* What needs to be done *
In the article on the resimercial work space, which two words make up the term "resimercial"?

* Given text *
----------------------------------------

Home » The ‘resimercial revolution’ prioritises employee wellbeing with a new kind of work space

The ‘resimercial revolution’ prioritises employee wellbeing with a new kind of work space

by Media Xpose

It’s been four years since the start of the work-from-home era, and while in-office work has returned for many – be it hybrid or full time – today’s employees are seeking work spaces more in line with the comforts of home.

It is this demand that birthed the ‘resimercial’ – residential/commercial – concept: think soft lighting, plants, art and decor, and new spatial-planning considerations to include relaxation zones, fully equipped kitchens, spaces to work out, and anything else that might make coming into the office worth the commute.

----------------------------------------

[Data records]
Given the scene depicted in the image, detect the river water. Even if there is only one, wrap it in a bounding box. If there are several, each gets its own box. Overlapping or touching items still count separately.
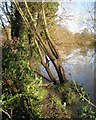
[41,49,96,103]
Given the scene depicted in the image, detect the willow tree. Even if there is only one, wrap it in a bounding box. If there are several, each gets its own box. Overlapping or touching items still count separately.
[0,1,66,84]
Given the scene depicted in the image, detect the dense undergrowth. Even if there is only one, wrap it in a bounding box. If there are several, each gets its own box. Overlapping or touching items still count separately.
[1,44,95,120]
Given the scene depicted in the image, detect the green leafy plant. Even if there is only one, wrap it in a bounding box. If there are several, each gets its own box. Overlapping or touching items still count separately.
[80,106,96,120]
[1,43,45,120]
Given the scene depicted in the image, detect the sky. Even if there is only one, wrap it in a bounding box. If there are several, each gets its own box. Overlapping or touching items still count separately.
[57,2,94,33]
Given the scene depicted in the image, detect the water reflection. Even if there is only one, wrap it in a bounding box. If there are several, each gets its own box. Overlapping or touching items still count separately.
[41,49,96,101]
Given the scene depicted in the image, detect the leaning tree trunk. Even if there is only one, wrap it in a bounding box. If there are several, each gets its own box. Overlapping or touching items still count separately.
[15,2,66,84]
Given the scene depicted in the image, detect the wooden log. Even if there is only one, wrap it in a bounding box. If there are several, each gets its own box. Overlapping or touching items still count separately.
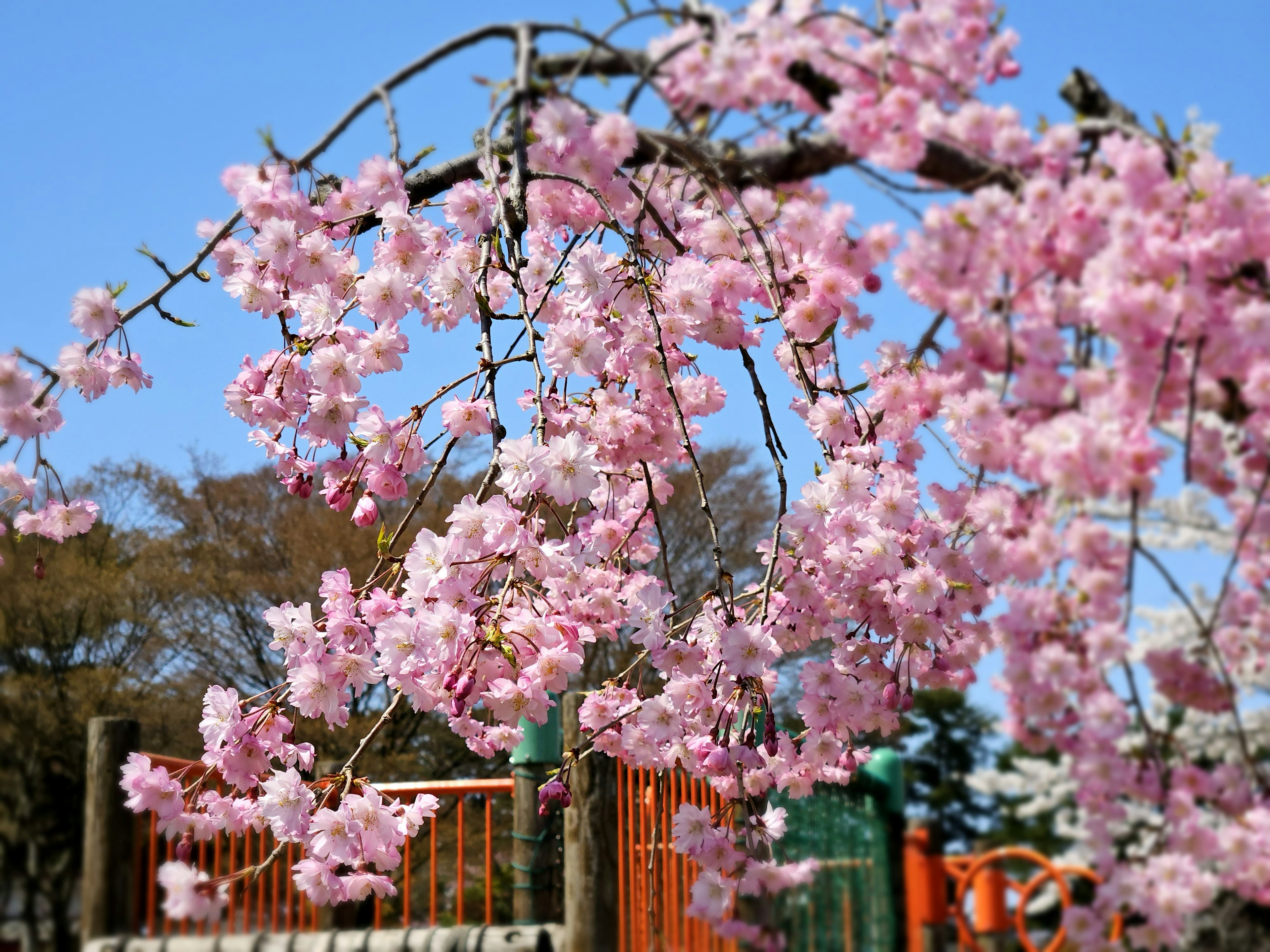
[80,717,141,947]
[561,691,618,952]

----------------------------------------

* Answer for this exercise *
Residential and commercial.